EXERCISE:
Copy word for word the part of the entries below that opens with the line containing "the blurred reflection" and runs through the end of the entries. Leave the pictures out of your copy.

┄┄┄┄┄┄┄┄┄┄

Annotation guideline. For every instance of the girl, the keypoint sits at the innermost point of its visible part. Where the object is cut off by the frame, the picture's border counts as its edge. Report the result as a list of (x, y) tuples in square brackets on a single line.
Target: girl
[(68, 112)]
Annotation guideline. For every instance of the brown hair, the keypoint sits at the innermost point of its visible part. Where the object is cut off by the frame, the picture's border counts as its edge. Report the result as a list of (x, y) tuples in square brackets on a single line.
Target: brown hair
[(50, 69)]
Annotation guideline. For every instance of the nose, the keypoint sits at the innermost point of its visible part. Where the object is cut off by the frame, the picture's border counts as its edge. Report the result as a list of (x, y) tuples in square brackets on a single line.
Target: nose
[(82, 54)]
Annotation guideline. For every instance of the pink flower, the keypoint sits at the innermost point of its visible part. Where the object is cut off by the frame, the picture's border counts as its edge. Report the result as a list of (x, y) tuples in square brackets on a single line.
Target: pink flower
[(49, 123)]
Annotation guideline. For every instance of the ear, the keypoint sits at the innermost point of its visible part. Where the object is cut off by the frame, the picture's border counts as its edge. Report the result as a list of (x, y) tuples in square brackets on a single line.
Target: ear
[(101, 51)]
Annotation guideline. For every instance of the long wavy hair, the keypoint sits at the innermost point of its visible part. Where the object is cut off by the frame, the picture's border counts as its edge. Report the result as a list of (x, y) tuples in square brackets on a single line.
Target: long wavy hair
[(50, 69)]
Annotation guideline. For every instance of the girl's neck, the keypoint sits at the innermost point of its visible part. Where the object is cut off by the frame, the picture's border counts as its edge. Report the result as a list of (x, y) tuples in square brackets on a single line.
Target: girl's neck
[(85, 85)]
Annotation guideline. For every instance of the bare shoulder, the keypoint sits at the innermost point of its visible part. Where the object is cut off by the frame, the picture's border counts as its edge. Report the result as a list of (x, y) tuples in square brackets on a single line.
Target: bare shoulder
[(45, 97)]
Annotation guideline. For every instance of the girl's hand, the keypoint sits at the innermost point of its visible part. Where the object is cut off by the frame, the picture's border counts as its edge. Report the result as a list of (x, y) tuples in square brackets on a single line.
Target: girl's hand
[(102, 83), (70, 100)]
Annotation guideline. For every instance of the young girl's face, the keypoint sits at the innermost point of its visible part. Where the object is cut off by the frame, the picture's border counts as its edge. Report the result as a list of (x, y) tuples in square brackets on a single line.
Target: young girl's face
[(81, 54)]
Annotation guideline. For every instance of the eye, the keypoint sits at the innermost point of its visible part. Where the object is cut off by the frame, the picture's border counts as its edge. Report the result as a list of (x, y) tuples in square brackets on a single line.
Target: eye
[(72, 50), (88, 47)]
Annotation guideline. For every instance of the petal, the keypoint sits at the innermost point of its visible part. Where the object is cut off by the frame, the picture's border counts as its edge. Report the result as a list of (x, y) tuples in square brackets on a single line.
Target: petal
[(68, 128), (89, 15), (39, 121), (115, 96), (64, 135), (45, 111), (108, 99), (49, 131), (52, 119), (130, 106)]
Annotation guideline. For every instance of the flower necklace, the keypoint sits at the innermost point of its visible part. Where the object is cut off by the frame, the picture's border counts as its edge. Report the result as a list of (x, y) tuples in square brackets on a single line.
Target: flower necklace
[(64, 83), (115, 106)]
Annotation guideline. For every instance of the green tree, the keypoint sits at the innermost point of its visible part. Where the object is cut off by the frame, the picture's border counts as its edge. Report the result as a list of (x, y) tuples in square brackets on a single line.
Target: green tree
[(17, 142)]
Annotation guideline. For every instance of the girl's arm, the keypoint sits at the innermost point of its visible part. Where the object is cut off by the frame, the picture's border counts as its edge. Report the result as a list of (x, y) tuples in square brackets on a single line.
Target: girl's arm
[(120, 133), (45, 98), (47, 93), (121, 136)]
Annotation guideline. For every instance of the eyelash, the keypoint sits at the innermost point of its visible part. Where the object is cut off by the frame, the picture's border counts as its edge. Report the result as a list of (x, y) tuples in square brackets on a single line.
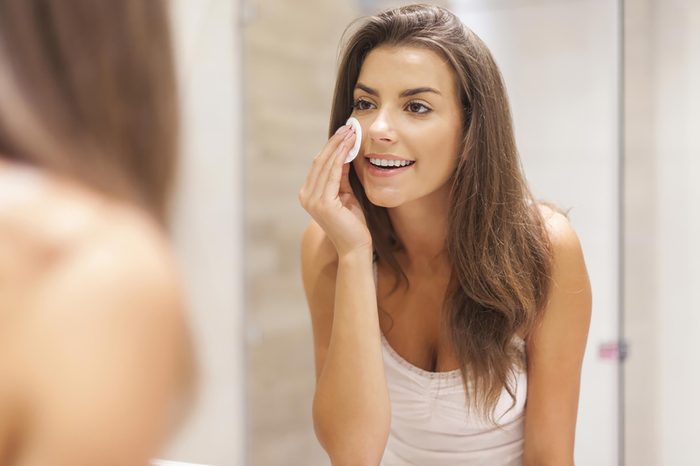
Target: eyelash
[(356, 106)]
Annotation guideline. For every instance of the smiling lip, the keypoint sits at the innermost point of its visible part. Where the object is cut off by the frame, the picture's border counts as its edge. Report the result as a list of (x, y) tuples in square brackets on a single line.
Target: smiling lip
[(386, 157), (382, 172)]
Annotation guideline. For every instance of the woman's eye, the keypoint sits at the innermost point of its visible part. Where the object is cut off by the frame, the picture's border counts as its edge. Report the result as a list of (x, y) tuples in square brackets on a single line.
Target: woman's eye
[(417, 107), (361, 104)]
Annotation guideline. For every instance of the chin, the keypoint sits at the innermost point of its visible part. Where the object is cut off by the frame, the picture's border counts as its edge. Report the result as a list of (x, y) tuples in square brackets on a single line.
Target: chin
[(384, 200)]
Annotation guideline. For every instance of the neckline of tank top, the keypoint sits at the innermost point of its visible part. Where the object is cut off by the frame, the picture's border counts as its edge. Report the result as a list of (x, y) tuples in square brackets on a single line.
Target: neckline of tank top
[(432, 375)]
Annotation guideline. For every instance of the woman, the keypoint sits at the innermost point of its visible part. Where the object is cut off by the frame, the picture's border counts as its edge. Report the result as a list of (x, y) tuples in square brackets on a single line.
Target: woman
[(94, 352), (442, 296)]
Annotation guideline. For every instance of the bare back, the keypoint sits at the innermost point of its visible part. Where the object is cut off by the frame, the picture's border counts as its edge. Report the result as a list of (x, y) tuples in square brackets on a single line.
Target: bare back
[(92, 329)]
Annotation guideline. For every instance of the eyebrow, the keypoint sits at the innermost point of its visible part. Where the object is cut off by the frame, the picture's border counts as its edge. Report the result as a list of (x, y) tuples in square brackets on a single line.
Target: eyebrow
[(406, 93)]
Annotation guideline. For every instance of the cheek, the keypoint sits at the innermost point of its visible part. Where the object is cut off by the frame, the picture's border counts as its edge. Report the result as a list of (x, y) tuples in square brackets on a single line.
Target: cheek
[(441, 151)]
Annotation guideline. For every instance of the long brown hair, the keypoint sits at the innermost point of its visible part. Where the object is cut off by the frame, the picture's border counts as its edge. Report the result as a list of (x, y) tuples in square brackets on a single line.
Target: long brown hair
[(497, 243), (87, 90)]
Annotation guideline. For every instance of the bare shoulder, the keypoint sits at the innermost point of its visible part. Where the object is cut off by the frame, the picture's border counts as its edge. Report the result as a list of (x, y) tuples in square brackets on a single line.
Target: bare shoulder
[(567, 254), (102, 343)]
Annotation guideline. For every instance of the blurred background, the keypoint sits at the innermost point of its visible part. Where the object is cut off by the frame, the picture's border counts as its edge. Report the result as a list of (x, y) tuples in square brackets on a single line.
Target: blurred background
[(606, 104)]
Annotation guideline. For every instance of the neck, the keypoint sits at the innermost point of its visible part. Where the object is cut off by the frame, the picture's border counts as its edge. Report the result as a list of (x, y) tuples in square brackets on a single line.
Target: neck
[(421, 226)]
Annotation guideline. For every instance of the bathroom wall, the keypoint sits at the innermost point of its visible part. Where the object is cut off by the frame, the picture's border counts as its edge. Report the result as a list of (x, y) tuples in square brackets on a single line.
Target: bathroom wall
[(208, 225)]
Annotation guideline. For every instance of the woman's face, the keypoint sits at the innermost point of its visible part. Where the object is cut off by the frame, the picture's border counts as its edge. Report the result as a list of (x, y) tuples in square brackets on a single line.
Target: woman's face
[(407, 104)]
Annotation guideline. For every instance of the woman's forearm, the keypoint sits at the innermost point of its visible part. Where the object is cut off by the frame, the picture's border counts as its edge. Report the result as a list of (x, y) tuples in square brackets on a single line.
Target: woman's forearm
[(351, 405)]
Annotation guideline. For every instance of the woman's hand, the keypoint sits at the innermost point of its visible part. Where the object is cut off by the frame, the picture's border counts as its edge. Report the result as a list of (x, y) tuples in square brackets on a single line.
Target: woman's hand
[(328, 197)]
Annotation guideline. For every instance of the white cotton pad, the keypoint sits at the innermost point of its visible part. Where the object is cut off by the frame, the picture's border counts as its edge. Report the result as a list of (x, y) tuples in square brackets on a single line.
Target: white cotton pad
[(358, 139)]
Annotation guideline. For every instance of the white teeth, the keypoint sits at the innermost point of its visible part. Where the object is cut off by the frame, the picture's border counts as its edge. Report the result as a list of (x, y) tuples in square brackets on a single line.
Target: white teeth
[(390, 163)]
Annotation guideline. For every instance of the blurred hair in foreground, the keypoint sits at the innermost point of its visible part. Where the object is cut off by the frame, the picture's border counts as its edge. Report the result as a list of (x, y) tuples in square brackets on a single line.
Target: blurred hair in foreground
[(96, 363)]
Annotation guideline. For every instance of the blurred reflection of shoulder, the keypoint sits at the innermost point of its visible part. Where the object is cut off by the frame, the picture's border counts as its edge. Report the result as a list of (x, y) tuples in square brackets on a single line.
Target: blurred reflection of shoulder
[(92, 319)]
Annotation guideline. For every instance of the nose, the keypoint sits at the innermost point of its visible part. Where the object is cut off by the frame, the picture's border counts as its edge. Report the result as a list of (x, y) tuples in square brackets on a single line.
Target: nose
[(381, 128)]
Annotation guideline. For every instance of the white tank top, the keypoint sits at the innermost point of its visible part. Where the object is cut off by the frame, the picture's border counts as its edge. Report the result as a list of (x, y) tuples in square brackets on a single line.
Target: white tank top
[(430, 425)]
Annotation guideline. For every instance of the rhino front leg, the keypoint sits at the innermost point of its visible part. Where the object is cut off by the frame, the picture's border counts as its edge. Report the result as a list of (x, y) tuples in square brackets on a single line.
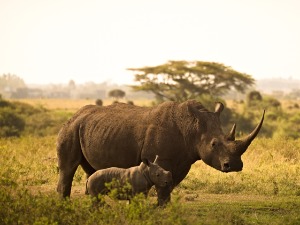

┄┄┄┄┄┄┄┄┄┄

SOLUTION:
Annotation guideline. For every instance of the blurred reflection of shoulder, the keypoint sits at the innermost point of its visible part. Where the object is cut off by the frame, the picture's border counts as its edge. Report the result as a list of (x, y) tuples in square brackets on a single line.
Target: blurred reflection of shoulder
[(92, 319)]
Annotation guideline. For every instance of the nose, the keypoint sits at the innermost point of its visible part. Where the object is cut off by the frame, the picture's border counts as its edge. Report the result as a list of (x, y) tuples in square brackets on a single line.
Target: nose
[(381, 128)]
Annotation guideline. For every instance of the white tank top, the keypoint sits at the innermost point of its visible part. Where the object is cut off by the frame, the picture's border counts as its edge. Report the result as a list of (x, y) tuples in square brackets on a single line.
Target: white tank top
[(430, 425)]
Annotation guideline. For every instance of the rhino front leg, the keypoint sits at the innermost point of its visible part. Where the object is cut off by the frame, the picture's border counts as its edge. Report the result as a list of (x, y) tuples in square brackets on a single line.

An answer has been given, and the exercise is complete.